> [Direction]:
Rewrite the listing below with every instance of "bounding box" changed to "enclosing box" and all other text left unchanged.

> [Given information]:
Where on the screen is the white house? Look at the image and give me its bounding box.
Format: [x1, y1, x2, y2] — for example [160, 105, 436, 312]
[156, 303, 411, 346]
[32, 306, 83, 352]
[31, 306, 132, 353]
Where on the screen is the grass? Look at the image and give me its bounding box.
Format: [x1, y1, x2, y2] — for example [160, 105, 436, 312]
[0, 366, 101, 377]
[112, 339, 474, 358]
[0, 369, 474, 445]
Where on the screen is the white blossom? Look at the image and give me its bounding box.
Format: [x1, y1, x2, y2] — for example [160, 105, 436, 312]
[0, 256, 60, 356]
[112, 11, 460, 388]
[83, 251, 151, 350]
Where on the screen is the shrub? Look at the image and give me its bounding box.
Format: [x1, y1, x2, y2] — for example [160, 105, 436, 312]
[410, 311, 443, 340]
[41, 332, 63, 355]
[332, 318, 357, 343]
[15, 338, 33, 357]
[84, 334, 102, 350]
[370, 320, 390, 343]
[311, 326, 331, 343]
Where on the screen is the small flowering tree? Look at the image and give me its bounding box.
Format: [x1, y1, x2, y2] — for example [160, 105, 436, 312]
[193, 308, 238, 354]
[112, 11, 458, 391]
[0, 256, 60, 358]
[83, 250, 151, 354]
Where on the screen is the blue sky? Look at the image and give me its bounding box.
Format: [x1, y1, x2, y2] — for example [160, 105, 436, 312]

> [Task response]:
Where on the screen is the white house? Look at the image and give me its enclosing box.
Format: [x1, y1, x2, y2] — for example [160, 105, 436, 312]
[156, 303, 411, 346]
[32, 306, 83, 352]
[31, 306, 132, 353]
Where on the screen is the grass? Look at the image and give me its enclosing box.
Format: [x1, y1, x2, y2] — for example [160, 105, 436, 312]
[0, 366, 101, 377]
[112, 339, 474, 358]
[0, 369, 474, 445]
Where on the screen is the white blossom? Look at the image and give me its enclosing box.
Format: [x1, y1, x2, y2] — for example [160, 105, 436, 312]
[0, 256, 60, 356]
[112, 11, 460, 388]
[83, 251, 151, 350]
Where on the screen is the shrub? Look at the image and give me its enclosing box.
Format: [x1, y1, x2, y2] — for example [160, 105, 436, 312]
[410, 311, 443, 340]
[41, 332, 63, 355]
[332, 318, 357, 343]
[15, 338, 33, 357]
[84, 334, 102, 350]
[370, 320, 390, 343]
[311, 326, 331, 343]
Where on the screen is the small flowering tree? Look at the image and give me its enclosing box.
Format: [x1, y1, x2, y2] — for example [160, 105, 436, 312]
[193, 308, 238, 354]
[112, 11, 458, 391]
[0, 256, 60, 358]
[83, 250, 151, 354]
Where on the screen is the blue sky? Look at the image and give me its enclosing box.
Format: [x1, y1, x2, y2] — for example [160, 105, 436, 312]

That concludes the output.